» Short problem
Copy every one of the following rows word for word, omitting the pictures from your copy.

— START OF Extracted records —

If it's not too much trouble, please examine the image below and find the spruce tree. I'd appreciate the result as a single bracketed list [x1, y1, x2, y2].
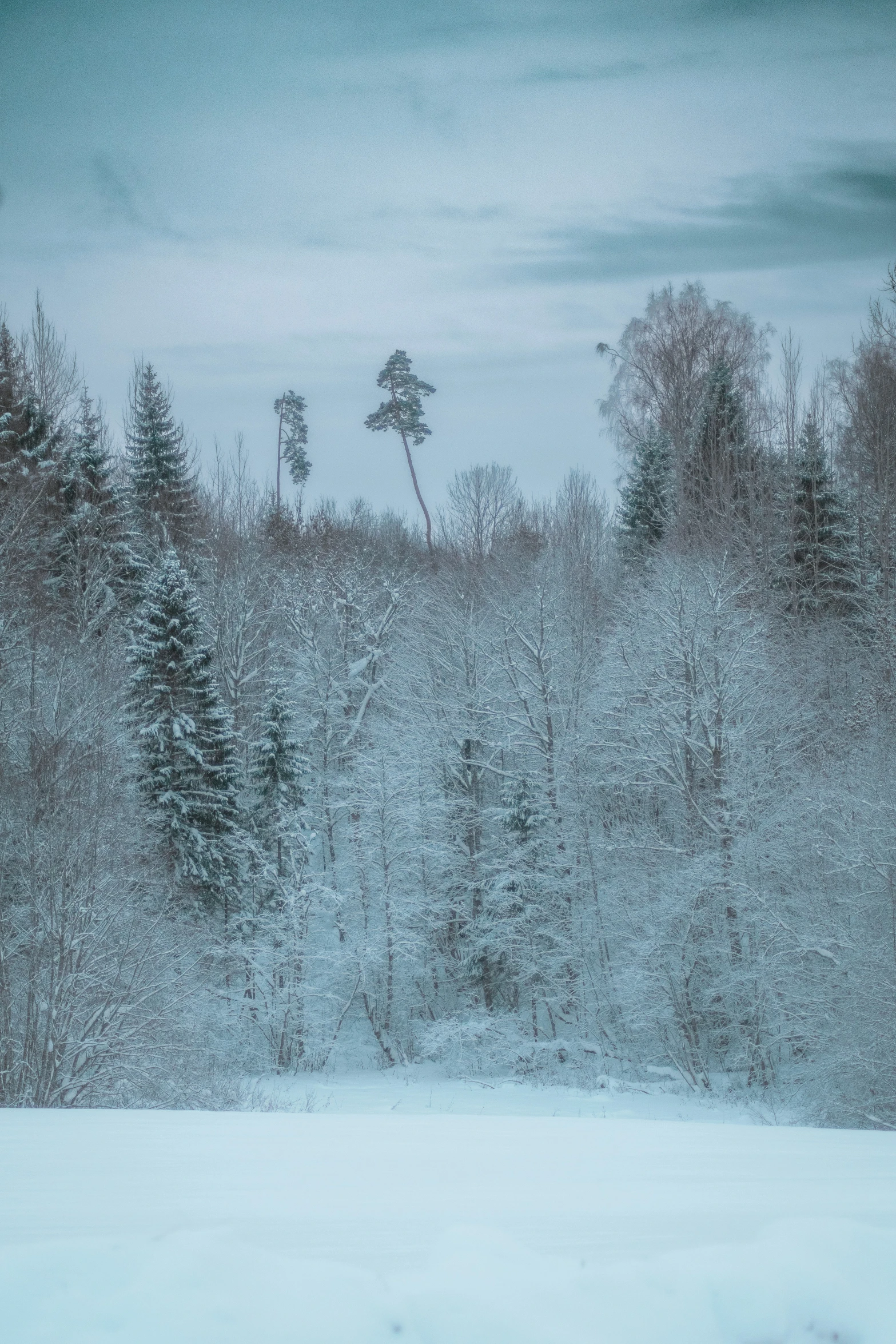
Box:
[125, 364, 197, 551]
[618, 430, 672, 552]
[251, 688, 305, 879]
[0, 323, 59, 487]
[791, 415, 860, 614]
[49, 388, 138, 633]
[129, 548, 239, 915]
[682, 360, 756, 540]
[364, 349, 435, 554]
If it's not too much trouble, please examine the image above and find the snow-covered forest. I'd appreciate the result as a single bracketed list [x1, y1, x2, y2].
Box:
[0, 272, 896, 1125]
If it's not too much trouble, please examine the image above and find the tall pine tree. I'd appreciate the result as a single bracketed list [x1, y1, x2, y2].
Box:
[791, 415, 860, 615]
[274, 388, 312, 512]
[129, 550, 241, 917]
[618, 430, 672, 554]
[125, 364, 199, 551]
[680, 360, 758, 544]
[253, 688, 305, 880]
[49, 388, 137, 633]
[364, 349, 435, 555]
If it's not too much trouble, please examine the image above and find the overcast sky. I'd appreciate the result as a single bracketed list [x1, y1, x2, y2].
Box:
[0, 0, 896, 515]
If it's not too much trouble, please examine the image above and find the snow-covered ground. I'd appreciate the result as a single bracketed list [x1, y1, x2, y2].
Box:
[0, 1072, 896, 1344]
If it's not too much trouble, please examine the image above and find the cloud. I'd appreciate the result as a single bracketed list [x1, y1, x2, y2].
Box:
[91, 153, 183, 238]
[504, 146, 896, 284]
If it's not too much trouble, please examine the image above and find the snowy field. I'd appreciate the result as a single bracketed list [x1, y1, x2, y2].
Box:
[0, 1072, 896, 1344]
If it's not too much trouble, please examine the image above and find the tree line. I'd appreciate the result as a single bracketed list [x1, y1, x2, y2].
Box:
[0, 272, 896, 1125]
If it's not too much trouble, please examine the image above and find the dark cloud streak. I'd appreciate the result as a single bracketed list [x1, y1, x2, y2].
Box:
[504, 146, 896, 284]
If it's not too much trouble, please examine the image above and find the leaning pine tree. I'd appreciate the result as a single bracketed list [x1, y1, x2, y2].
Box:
[274, 390, 312, 514]
[129, 550, 241, 919]
[364, 349, 435, 555]
[125, 364, 197, 550]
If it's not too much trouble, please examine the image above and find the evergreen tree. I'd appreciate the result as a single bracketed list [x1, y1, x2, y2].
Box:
[0, 323, 59, 485]
[274, 391, 312, 512]
[47, 388, 138, 633]
[793, 415, 860, 614]
[364, 349, 435, 554]
[618, 430, 672, 551]
[125, 364, 197, 550]
[682, 360, 756, 540]
[129, 548, 239, 915]
[251, 688, 305, 878]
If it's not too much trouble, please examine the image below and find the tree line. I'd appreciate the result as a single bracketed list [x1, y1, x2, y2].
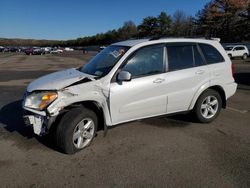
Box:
[0, 0, 250, 46]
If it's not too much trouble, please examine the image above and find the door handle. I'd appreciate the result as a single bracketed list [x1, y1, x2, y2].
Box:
[195, 70, 205, 74]
[153, 78, 165, 84]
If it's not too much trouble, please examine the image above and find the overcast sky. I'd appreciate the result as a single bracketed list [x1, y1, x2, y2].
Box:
[0, 0, 208, 40]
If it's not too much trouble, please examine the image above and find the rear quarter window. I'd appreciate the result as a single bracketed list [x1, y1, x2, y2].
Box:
[199, 44, 225, 64]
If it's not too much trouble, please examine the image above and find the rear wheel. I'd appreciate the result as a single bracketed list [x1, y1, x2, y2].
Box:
[194, 89, 222, 123]
[242, 54, 247, 60]
[56, 107, 98, 154]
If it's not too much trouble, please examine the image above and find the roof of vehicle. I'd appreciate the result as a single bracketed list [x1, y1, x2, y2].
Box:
[112, 38, 219, 47]
[226, 45, 246, 48]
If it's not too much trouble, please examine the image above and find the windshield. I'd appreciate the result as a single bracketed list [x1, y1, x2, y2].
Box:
[225, 46, 233, 51]
[80, 46, 129, 77]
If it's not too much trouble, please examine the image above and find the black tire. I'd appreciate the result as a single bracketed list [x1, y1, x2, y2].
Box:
[193, 89, 222, 123]
[56, 107, 98, 154]
[242, 54, 247, 60]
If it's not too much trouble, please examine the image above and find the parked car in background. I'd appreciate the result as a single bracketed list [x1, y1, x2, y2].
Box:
[10, 47, 19, 52]
[0, 46, 4, 52]
[2, 47, 10, 52]
[50, 48, 63, 54]
[25, 47, 44, 55]
[42, 47, 52, 54]
[225, 45, 249, 60]
[64, 47, 74, 52]
[23, 38, 237, 154]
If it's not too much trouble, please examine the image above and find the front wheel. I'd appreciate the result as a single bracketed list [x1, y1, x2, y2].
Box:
[56, 107, 98, 154]
[194, 89, 222, 123]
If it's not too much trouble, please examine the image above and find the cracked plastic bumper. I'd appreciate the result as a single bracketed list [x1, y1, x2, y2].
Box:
[23, 111, 56, 136]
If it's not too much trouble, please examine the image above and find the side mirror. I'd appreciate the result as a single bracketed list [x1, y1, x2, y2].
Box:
[117, 71, 132, 82]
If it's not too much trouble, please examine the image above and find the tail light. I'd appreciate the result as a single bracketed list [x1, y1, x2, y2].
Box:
[231, 63, 234, 77]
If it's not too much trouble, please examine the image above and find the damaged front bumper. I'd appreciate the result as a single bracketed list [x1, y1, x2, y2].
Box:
[23, 109, 56, 136]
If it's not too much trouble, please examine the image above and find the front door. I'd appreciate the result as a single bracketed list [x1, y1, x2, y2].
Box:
[110, 45, 167, 124]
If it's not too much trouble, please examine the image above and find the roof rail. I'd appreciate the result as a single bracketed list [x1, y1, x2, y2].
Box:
[149, 36, 220, 42]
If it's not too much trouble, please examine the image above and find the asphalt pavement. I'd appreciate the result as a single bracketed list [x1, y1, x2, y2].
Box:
[0, 52, 250, 188]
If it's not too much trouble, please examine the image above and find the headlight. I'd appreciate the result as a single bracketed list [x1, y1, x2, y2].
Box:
[24, 91, 57, 110]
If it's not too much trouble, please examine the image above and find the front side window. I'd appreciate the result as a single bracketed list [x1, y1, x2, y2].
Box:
[199, 44, 225, 64]
[80, 46, 129, 77]
[122, 45, 164, 78]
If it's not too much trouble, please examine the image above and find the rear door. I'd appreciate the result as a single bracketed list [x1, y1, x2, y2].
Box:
[165, 43, 210, 113]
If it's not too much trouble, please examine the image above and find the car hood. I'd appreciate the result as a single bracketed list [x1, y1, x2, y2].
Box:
[27, 68, 94, 92]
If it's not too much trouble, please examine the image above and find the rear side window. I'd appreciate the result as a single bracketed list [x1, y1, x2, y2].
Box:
[122, 45, 164, 78]
[199, 44, 225, 64]
[167, 45, 194, 71]
[167, 44, 205, 71]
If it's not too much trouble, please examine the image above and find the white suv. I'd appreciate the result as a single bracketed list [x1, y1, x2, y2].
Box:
[225, 45, 249, 60]
[23, 38, 237, 153]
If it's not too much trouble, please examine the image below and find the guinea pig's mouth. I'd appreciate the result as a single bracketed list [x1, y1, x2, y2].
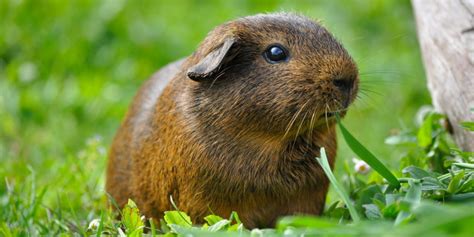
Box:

— END OF Extracted records —

» Answer to this task
If it's not too much trouble, please examine the image below and find the spruce tree. I'd appreciate the result as a single bracketed list [x1, y1, x2, y2].
Box:
[125, 364, 197, 551]
[618, 430, 672, 552]
[251, 688, 305, 879]
[0, 323, 59, 487]
[791, 415, 860, 614]
[49, 388, 138, 633]
[129, 548, 239, 915]
[682, 360, 756, 540]
[364, 349, 435, 554]
If it's not too much trouble, please examine the image above and find the snow-covered forest. I'd appreciate the result as a single bracketed list [x1, y1, x2, y2].
Box:
[0, 272, 896, 1125]
If it's not too much trouble, please examine the image above and find the tall pine tree. I'd appreciate the result as a single bracketed list [x1, y1, x2, y2].
Box:
[791, 415, 860, 615]
[274, 388, 312, 512]
[129, 550, 241, 917]
[618, 430, 672, 554]
[125, 364, 199, 551]
[680, 360, 758, 544]
[253, 688, 305, 880]
[49, 388, 137, 633]
[364, 349, 435, 555]
If it's not too much trouble, please examine the image above and find the overcast sky. I'd appreciate the result as a single bracketed list [x1, y1, x2, y2].
Box:
[0, 0, 896, 515]
If it's not too much trouble, please examine the image above and find the snow-covered ground. I'd appreciate the result as a single bracketed list [x1, y1, x2, y2].
Box:
[0, 1072, 896, 1344]
If it's not too much trouble, please examine the image above and find the cloud. I'd appreciate the result as a single bracketed list [x1, y1, x2, y2].
Box:
[91, 153, 183, 238]
[504, 146, 896, 284]
If it's not too much trouble, please examine the image above and find the snowy field. I'd appreciate the result as a single bracketed list [x1, y1, x2, y2].
Box:
[0, 1072, 896, 1344]
If it's not too much trouble, please examine the image above and find the tree line. I'd appreciate the result as a single bracketed list [x1, y1, x2, y2].
Box:
[0, 272, 896, 1125]
If it's not too much trouble, please examine the image above and find the dark cloud streak. I'd appreciate the result as a single bracketed list [x1, y1, x2, y2].
Box:
[504, 146, 896, 284]
If it's not too much trouble, please examine the image above and find the leaning pine tree. I'd appreciate the result as a single bracketed list [x1, y1, x2, y2].
Box:
[274, 390, 312, 514]
[129, 550, 241, 919]
[364, 349, 435, 555]
[125, 364, 197, 550]
If it's not too much trouble, please examine the image above and find the evergreen tree. I'd appreciate the result as a single bracketed list [x1, y1, x2, y2].
Box:
[0, 323, 59, 485]
[274, 391, 312, 512]
[47, 388, 138, 633]
[793, 415, 860, 614]
[364, 349, 435, 554]
[618, 430, 672, 551]
[125, 364, 197, 550]
[682, 360, 756, 540]
[129, 548, 239, 915]
[251, 688, 305, 878]
If it's not too much trouble, please examine the image below and find the tree line. I'd appreciate the result as a single bracketed list [x1, y1, x2, y2].
Box:
[0, 0, 250, 46]
If it's not too much trouble, please examine the image above and find the door handle. I'd appreciate the result as a single bracketed list [x1, y1, x2, y2].
Box:
[195, 70, 205, 74]
[153, 78, 165, 84]
If it's not too much trouble, please examine the image above and find the overcast sky. I'd appreciate the result as a single bracketed list [x1, y1, x2, y2].
Box:
[0, 0, 208, 40]
If it's not too much trouble, please examine the image above and find the rear quarter window. I'd appreciate the result as a single bracketed list [x1, y1, x2, y2].
Box:
[199, 44, 225, 64]
If it's not too much trouble, please examine the image above and find the rear wheel. I'd appreciate the result as a single bracketed list [x1, y1, x2, y2].
Box:
[194, 89, 222, 123]
[242, 54, 247, 60]
[56, 107, 98, 154]
If it's not too much trouble, please examine the image above and find the roof of vehicle. I'd appreciate the result as a single bracketed list [x1, y1, x2, y2].
Box:
[112, 38, 219, 47]
[226, 45, 246, 48]
If it's not too much trouble, please examine the image above and find the windshield. I'd appreciate the result as a single bracketed list [x1, y1, x2, y2].
Box:
[225, 46, 233, 51]
[80, 46, 129, 77]
If it's not too much trouble, please examine the image above and find the black tire. I'd appreciate the result as a single bracketed list [x1, y1, x2, y2].
Box:
[193, 89, 222, 123]
[56, 107, 98, 154]
[242, 54, 247, 60]
If it's not too much trouble, please examine the image above and find the parked car in background. I'd appreciate the result as a single bracketed list [x1, y1, x2, y2].
Box:
[10, 47, 19, 52]
[0, 46, 4, 52]
[2, 47, 10, 52]
[50, 48, 63, 54]
[25, 47, 44, 55]
[42, 47, 52, 54]
[225, 45, 249, 60]
[64, 47, 74, 52]
[23, 38, 237, 154]
If it's not too much trouble, please examine the image above and find the front wheel. I'd appreciate the result as a single bracketed list [x1, y1, x2, y2].
Box:
[56, 107, 98, 154]
[194, 89, 222, 123]
If it's not too much trouble, please examine the image above and find the cracked plastic bumper. I'd appreciate the result as a single bracketed list [x1, y1, x2, y2].
Box:
[23, 111, 56, 136]
If it's not too much trouble, please examine the image above and find the side mirror. I'd appreciate the result as a single bracketed list [x1, y1, x2, y2].
Box:
[117, 71, 132, 82]
If it's not too much trouble, please examine the image above and find the tail light. I'd appreciate the result as a single bracketed list [x1, y1, x2, y2].
Box:
[231, 63, 234, 77]
If it's not too much trouble, please examine the image above and find the damaged front bumper. I'd appreciate the result as a single bracketed list [x1, y1, x2, y2].
Box:
[23, 109, 56, 136]
If it's not too much trouble, please examine the image above and find the front door. I'd appreciate the result as a single bracketed list [x1, y1, x2, y2].
Box:
[110, 45, 167, 124]
If it's not too much trouble, please examine the image above and find the roof rail. I'd appreciate the result as a single bracketed list [x1, y1, x2, y2].
Box:
[149, 36, 220, 42]
If it's not too much trouble, please examine the image above and find the asphalt pavement. I'd appreciate the result as a single bracketed list [x1, y1, x2, y2].
Box:
[0, 52, 250, 188]
If it's not too much trouble, please examine the image above and find the headlight. I'd appreciate the result as a single bracketed list [x1, y1, x2, y2].
Box:
[24, 91, 57, 110]
If it's not too much trouble, please examine the image above and find the front side window. I'd appreciate the result as a single bracketed list [x1, y1, x2, y2].
Box:
[199, 44, 225, 64]
[80, 46, 129, 77]
[122, 45, 164, 78]
If it's not too much trouble, please examine the image above and find the rear door. I'd appreciate the result as a single bracketed list [x1, y1, x2, y2].
Box:
[165, 43, 210, 113]
If it's not too much trouble, please examine the image above and find the car hood. I'd appreciate the result as a single bracketed list [x1, y1, x2, y2].
Box:
[27, 68, 94, 92]
If it's not too much trouble, please examine the image above and find the rear side window. I'd appreciate the result as a single bracketed list [x1, y1, x2, y2].
Box:
[122, 45, 164, 78]
[199, 44, 225, 64]
[167, 45, 194, 71]
[167, 44, 205, 71]
If it's not too much trouble, please examine the image above and find the white suv. I'd appreciate the result as a single bracketed list [x1, y1, x2, y2].
Box:
[225, 45, 249, 60]
[23, 38, 237, 153]
If it's not too much trouble, please examine the image below and find the guinea pig's mouth. I'd appreciate the result as a single bracketed list [x1, y1, x2, y2].
Box:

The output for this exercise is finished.